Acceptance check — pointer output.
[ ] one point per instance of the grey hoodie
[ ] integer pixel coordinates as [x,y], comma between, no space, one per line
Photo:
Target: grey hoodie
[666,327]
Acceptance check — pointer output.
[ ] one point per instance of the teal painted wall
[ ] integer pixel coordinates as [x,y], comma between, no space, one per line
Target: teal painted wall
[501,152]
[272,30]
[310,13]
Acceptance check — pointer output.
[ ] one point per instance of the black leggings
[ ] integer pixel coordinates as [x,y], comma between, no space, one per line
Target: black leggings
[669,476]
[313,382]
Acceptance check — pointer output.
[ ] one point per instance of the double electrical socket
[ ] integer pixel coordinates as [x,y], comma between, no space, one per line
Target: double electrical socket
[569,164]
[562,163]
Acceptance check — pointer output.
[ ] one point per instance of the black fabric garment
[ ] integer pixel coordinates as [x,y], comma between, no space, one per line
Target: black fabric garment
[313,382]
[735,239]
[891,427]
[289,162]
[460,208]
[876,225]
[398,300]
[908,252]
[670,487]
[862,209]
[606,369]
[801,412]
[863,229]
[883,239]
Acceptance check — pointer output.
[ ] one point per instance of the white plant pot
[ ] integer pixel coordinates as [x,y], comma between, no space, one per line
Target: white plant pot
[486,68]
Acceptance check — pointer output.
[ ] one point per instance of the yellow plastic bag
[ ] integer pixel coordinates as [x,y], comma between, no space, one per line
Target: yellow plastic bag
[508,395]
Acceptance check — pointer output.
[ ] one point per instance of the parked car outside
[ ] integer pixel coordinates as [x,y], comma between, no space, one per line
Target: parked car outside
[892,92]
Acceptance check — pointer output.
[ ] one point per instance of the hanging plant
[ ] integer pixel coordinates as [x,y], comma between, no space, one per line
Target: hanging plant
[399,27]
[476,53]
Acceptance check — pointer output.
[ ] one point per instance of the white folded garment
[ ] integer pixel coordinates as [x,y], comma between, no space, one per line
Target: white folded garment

*-*-*

- Set problem:
Rewrite the listing above, swapping "pointer output" for "marker output" wherever it occurs and leaving everything else unchanged.

- Right answer:
Acceptance check — marker output.
[ ] one point per instance of the grey hoodie
[ ] integer pixel coordinates as [x,y], comma between, no space, one per line
Photo:
Target: grey hoodie
[666,327]
Acceptance check — marker output.
[ ] one point per instance of the teal painted wall
[ ] integer pixel coordinates as [x,y], comma between, no space, one per line
Target: teal painted wall
[501,152]
[272,30]
[310,13]
Acceptance check — marker output.
[ ] one point per instance of the black leggings
[ ] integer pixel coordinates as [x,y], comma between, no space, one per line
Target: black leggings
[669,476]
[313,382]
Acceptance check — marker output.
[ ] one point per instance of the double electrical socket
[ ] integer pixel coordinates as [x,y], comma between, no space, one per line
Target: double electrical socket
[569,164]
[562,163]
Acceptance check — marker output.
[ ] one point per instance of the black fabric garment
[ ] integer pixel coordinates as [x,y], comma between, no space, one per line
Target: black fabric garment
[313,382]
[735,239]
[891,427]
[289,162]
[460,208]
[876,225]
[398,300]
[908,252]
[670,487]
[862,209]
[606,369]
[801,412]
[863,229]
[883,239]
Acceptance check — marker output.
[ ] one point per instance of the white plant pot
[ ] integer pixel coordinates as [x,y], comma between, no space, one per line
Target: white plant pot
[486,68]
Acceptance check — marker output.
[ ] one point per instance of the yellow plastic bag
[ ] integer pixel coordinates as [x,y], comma between, no space, one per line
Target: yellow plastic bag
[508,395]
Acceptance check — marker output.
[ ] one point per instance of the parked car outside
[ ] integer pixel coordinates as [x,y], comma between, no space, one per line
Target: parked car outside
[892,92]
Acceptance check — marker output.
[ ] one point per instance of the hanging plant
[ ] integer pixel coordinates as [x,y], comma between, no space, one per line
Target: hanging plant
[399,27]
[476,53]
Acceptance check — marker output.
[ ] one point per instance of the white folded garment
[ ] integer pixel coordinates as [x,y], comma between, no space, one per line
Target: white folded garment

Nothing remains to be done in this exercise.